**Required tasks**
**1.** For each statement below, decide whether it agrees with the biography of Elizabeth W. Stone that follows. Answer yes or no, and quote the deciding words of the biography exactly. (a) Stone earned her master's degree in library science from American University. (b) Stone became chair of Catholic University's Department of Library Science in 1972. (c) The lecture series named for Stone was established in 1986.
**2.** Duplicate the stretch of the biography of Elizabeth W. Stone below from "Elizabeth W. Stone (June" through "education for librarianship.".

**Supplied passage**

President of the American Library Association
- In office 1981–1982
- Preceded by: Peggy Sullivan
- Succeeded by: Carol A. Nemeyer

Personal details
- Born: June 21, 1918 Dayton, Ohio, US
- Died: March 6, 2002 (aged 83) Washington, D.C., US
- Alma mater: American University
- Occupation: Librarian

= Elizabeth W. Stone =

American librarian

Elizabeth W. Stone (June 21, 1918 – March 6, 2002) was an American librarian and educator and president of the American Library Association from 1981 to 1982. In 1986 she was honored with the Joseph W. Lippincott Award.In 1988 she was awarded American Library Association Honorary Membership. In 1998 she was honored with the Beta Phi Mu Award for distinguished service to education for librarianship.

== Education ==
Stone received her master's degree in library science in 1961 from the Catholic University of America. She joined the faculty of the Catholic University of America that same year. She went on to get her doctorate in public administration from the American University in 1968 and was named chair of Catholic University's Department of Library Science in 1972. The department became a School of Library and Information Science in 1981 and she retired in 1983. The Dr. Elizabeth W. Stone Lecture series was established in 1991 for her service to the school and the library profession.

**Information given**
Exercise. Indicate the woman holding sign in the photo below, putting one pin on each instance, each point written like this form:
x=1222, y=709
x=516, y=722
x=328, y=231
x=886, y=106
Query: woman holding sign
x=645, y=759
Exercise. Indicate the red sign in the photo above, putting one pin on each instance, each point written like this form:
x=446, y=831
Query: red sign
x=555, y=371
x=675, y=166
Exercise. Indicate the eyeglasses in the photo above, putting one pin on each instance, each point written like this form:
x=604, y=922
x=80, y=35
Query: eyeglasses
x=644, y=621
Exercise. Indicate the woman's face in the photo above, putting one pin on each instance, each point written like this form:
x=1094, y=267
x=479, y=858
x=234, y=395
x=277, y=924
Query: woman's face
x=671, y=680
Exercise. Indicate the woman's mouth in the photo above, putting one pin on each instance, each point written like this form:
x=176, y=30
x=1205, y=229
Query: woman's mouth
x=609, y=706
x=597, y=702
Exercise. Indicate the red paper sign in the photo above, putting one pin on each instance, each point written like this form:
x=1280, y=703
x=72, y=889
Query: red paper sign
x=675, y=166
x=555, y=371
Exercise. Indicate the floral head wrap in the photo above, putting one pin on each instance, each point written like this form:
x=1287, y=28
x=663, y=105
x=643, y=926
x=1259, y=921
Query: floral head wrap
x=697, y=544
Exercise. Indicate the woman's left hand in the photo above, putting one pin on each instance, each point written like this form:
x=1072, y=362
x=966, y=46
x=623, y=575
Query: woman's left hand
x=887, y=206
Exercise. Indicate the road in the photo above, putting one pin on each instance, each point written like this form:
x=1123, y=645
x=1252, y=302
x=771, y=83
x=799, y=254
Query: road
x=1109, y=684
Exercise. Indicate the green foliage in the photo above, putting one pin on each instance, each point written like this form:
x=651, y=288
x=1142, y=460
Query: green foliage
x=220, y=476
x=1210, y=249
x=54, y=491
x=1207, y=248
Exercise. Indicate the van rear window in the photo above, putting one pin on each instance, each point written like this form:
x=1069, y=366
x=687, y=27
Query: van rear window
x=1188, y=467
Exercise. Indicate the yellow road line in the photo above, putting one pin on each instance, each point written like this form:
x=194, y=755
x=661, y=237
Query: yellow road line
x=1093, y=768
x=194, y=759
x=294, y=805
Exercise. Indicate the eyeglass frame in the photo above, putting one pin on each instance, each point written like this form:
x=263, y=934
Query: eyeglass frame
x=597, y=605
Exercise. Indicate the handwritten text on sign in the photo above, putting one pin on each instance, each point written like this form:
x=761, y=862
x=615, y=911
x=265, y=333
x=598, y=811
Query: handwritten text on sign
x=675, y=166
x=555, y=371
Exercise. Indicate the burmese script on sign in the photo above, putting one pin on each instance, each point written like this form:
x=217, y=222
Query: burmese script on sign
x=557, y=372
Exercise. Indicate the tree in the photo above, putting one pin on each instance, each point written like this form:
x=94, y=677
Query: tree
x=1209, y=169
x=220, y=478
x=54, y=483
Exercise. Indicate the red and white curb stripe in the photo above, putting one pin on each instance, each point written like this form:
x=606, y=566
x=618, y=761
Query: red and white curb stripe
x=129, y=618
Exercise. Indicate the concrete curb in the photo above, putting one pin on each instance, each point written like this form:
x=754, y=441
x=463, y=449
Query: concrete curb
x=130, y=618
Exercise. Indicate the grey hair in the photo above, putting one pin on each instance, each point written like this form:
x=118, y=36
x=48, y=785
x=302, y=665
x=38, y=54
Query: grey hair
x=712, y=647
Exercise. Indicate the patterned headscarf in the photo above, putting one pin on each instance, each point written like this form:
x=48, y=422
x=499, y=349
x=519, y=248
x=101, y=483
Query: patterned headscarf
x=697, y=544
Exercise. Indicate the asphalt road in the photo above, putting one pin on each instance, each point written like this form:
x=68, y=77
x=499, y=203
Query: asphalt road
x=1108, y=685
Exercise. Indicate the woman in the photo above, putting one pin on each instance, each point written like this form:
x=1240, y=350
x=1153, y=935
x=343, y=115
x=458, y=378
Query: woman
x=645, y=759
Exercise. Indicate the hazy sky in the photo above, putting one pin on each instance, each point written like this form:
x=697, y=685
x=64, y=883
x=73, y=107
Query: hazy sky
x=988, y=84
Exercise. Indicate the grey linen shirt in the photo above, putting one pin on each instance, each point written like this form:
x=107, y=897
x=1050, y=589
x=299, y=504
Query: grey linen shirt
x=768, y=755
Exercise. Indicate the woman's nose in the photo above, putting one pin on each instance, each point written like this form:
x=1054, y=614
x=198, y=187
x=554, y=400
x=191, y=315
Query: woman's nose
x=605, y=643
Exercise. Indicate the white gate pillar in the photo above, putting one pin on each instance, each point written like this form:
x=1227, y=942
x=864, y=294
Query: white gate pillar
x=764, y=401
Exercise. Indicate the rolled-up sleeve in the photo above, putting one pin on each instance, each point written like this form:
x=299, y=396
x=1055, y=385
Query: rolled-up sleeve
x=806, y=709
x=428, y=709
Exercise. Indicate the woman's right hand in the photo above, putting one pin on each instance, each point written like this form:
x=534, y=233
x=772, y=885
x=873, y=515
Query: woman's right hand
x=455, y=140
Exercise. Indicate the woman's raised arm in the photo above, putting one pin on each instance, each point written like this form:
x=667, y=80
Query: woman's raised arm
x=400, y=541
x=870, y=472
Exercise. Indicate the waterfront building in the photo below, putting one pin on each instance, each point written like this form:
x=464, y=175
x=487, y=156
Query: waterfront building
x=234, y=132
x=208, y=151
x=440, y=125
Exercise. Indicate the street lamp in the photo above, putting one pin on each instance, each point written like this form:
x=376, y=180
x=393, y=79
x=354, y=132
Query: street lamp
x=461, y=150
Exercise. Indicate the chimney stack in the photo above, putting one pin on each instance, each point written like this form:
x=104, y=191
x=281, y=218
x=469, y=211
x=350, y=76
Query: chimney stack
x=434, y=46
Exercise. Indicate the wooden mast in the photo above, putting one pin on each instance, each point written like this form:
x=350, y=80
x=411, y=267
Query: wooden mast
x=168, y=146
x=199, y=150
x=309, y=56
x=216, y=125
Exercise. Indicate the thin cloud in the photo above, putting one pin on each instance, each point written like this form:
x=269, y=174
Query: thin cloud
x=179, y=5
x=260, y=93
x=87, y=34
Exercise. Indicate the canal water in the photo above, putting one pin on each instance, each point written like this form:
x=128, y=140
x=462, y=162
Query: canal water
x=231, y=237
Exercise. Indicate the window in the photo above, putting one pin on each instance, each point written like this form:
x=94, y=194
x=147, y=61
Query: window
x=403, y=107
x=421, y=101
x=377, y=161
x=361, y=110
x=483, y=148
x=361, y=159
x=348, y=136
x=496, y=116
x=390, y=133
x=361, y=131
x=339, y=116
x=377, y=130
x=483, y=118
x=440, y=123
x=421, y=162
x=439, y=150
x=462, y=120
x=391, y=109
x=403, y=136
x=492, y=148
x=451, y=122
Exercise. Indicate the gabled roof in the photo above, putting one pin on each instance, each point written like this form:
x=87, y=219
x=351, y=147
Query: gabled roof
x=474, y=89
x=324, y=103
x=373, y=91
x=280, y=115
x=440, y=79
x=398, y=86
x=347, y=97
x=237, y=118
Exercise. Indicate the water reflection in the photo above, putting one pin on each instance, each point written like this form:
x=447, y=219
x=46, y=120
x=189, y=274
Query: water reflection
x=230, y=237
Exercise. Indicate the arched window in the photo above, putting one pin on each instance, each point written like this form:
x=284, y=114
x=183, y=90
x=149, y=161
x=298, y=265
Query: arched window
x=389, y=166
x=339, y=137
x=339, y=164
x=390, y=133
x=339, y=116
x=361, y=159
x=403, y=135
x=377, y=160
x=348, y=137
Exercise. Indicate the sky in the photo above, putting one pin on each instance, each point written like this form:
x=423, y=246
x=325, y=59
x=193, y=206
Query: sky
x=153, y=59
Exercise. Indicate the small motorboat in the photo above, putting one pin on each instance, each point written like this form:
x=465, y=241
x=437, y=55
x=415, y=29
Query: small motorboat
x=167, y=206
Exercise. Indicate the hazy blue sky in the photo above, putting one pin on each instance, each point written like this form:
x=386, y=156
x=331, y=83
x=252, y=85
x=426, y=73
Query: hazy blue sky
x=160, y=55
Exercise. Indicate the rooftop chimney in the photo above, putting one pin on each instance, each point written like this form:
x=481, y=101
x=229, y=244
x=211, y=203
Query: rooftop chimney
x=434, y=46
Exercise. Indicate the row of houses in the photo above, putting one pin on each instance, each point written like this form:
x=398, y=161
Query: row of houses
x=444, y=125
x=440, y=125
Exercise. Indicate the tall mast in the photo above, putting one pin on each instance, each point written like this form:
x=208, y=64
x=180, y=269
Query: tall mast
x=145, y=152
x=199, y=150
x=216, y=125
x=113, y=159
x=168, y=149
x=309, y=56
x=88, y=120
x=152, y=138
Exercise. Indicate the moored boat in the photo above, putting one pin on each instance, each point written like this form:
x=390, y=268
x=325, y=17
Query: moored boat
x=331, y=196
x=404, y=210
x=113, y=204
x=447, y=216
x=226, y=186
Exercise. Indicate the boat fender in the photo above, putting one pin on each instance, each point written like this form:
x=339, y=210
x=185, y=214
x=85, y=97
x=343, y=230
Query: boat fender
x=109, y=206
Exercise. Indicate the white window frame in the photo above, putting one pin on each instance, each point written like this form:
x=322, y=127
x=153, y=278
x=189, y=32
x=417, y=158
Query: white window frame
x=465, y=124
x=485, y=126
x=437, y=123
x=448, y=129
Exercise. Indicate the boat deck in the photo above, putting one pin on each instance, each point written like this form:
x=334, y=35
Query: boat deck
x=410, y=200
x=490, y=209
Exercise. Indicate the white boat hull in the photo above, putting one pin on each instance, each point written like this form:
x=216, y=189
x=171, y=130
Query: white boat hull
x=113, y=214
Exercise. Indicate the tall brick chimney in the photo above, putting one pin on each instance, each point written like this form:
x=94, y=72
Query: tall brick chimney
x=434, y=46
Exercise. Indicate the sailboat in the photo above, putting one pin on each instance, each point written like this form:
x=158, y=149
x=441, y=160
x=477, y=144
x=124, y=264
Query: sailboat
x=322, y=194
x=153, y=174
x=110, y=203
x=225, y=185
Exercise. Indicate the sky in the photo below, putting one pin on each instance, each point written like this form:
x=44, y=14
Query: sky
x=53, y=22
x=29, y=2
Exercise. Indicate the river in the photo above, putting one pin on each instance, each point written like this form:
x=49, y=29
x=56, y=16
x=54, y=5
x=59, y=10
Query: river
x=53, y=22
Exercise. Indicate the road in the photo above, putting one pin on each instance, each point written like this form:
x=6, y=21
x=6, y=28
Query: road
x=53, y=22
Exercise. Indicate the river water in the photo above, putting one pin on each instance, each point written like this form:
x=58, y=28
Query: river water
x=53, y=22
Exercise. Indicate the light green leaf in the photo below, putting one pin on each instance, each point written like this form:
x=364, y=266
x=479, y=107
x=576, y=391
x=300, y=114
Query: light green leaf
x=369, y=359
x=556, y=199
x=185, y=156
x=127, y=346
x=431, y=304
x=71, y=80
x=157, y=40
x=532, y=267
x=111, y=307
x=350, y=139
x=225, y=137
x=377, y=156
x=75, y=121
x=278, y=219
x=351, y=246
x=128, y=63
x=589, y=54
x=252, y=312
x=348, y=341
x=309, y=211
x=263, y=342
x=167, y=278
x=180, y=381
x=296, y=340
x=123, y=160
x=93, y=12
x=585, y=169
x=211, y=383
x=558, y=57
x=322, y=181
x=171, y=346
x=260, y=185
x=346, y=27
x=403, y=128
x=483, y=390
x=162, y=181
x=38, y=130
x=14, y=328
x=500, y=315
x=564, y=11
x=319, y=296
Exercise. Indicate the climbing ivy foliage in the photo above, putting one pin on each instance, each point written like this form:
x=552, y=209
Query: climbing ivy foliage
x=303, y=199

**Exercise results**
**1.**
(a) No: "Stone received her master's degree in library science in 1961 from the Catholic University of America."
(b) Yes: "was named chair of Catholic University's Department of Library Science in 1972"
(c) No: "The Dr. Elizabeth W. Stone Lecture series was established in 1991"

**2.**
Elizabeth W. Stone (June 21, 1918 – March 6, 2002) was an American librarian and educator and president of the American Library Association from 1981 to 1982. In 1986 she was honored with the Joseph W. Lippincott Award.In 1988 she was awarded American Library Association Honorary Membership. In 1998 she was honored with the Beta Phi Mu Award for distinguished service to education for librarianship.